## 小练习 a:
请用两句话概括下方这段关于事件时间滑动窗口的代码摘录。

## 所给文本:

───

当分区中某个组的值大于等于临界点,那么触发所有分组

public class EventSlidingWindowDemo {

    public static void main(String[] args) throws Exception {

        StreamExecutionEnvironment env = StreamExecutionEnvironment.createLocalEnvironmentWithWebUI(new Configuration());

        //老的API
        env.setStreamTimeCharacteristic(TimeCharacteristic.EventTime);

        //1000,spark,3
        //2000,hadoop,4
        //3000,spark,2
        DataStreamSource<String> lines = env.socketTextStream("localhost", 8888);

        //提取数据中的EventTime,生成WaterMark(水位线)

───

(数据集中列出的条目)
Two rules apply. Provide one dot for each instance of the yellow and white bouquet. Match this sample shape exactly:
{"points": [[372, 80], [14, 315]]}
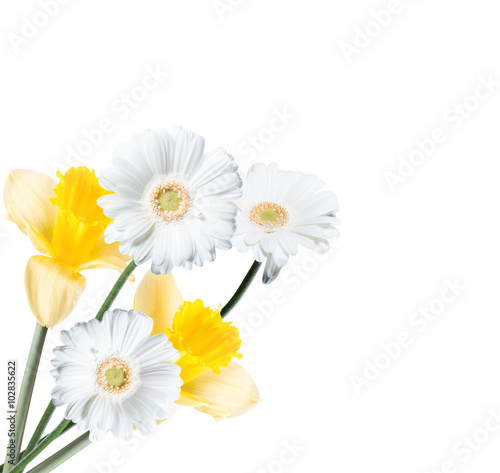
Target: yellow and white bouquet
{"points": [[164, 202]]}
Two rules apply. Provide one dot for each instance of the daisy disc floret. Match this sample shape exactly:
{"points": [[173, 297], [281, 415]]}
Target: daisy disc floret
{"points": [[281, 210], [112, 376], [172, 203]]}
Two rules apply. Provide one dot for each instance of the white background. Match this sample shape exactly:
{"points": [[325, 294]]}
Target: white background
{"points": [[228, 74]]}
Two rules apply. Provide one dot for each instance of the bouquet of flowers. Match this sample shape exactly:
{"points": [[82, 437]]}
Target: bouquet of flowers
{"points": [[167, 203]]}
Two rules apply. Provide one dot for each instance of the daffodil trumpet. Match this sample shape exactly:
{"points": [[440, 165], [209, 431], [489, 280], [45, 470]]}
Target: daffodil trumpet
{"points": [[42, 425]]}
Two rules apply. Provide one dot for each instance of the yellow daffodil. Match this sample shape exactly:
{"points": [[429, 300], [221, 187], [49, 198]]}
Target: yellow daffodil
{"points": [[64, 222], [213, 383]]}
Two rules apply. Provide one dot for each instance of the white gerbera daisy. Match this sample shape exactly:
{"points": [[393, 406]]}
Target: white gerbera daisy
{"points": [[113, 376], [172, 203], [281, 210]]}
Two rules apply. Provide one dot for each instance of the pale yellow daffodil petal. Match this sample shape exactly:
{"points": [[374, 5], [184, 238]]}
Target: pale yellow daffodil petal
{"points": [[159, 298], [27, 197], [229, 394], [41, 277]]}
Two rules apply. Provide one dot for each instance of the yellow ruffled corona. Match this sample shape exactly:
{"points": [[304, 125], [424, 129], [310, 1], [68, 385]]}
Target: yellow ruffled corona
{"points": [[213, 383], [64, 222], [204, 341]]}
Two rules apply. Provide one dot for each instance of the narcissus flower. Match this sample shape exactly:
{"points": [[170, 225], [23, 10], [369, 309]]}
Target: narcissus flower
{"points": [[64, 222], [113, 376], [213, 383], [281, 210], [171, 202]]}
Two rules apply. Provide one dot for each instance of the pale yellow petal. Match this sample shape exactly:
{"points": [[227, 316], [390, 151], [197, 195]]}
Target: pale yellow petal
{"points": [[105, 256], [27, 197], [53, 289], [229, 394], [159, 298]]}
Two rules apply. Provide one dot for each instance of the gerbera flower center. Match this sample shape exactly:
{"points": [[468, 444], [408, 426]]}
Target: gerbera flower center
{"points": [[170, 200], [115, 376], [269, 214]]}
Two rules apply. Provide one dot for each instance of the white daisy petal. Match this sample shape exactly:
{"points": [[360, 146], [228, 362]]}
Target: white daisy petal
{"points": [[167, 188], [112, 375], [279, 211]]}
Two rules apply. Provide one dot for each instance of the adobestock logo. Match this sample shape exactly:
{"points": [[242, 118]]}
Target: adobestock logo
{"points": [[30, 27]]}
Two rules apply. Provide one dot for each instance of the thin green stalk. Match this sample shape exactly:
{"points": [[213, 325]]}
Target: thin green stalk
{"points": [[62, 455], [30, 456], [242, 289], [116, 289], [25, 394], [69, 427], [40, 428], [105, 306]]}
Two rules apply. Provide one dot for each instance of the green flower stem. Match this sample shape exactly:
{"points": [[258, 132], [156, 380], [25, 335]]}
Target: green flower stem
{"points": [[105, 306], [25, 394], [30, 456], [242, 289], [40, 428], [69, 427], [116, 289], [62, 455]]}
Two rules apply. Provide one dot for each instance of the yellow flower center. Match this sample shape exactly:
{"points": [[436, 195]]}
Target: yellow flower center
{"points": [[269, 215], [170, 200], [80, 222], [204, 341], [114, 376]]}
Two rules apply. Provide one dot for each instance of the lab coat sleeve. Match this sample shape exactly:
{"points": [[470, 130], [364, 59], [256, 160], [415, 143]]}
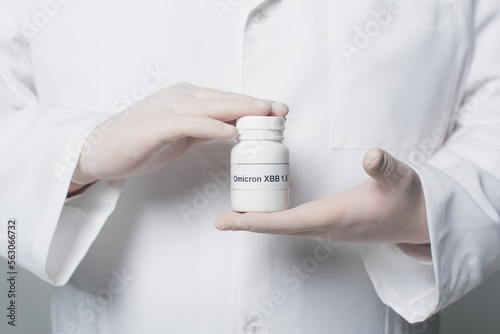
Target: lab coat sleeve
{"points": [[461, 184], [39, 148]]}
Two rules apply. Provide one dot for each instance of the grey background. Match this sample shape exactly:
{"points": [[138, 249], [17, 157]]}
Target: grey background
{"points": [[477, 313]]}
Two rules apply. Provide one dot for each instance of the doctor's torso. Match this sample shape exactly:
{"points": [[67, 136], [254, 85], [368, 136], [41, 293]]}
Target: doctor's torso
{"points": [[355, 74]]}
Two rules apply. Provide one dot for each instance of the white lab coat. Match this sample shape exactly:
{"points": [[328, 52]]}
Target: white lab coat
{"points": [[142, 256]]}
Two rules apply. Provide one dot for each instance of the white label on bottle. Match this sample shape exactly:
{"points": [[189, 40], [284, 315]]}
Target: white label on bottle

───

## 小练习 b:
统计列表中含有字符串"daisy"的行数,只写出数字。

## 练习答案 a:
摘录开头说明,当分区中某个组的值大于等于临界点时,就触发所有分组。随后的 EventSlidingWindowDemo 代码创建了带 Web UI 的本地执行环境,用老的 API 把时间特性设为 EventTime,从 localhost 的 8888 端口读取文本流,并注明接下来要从数据中提取 EventTime 并生成水位线。

## 练习答案 b:
6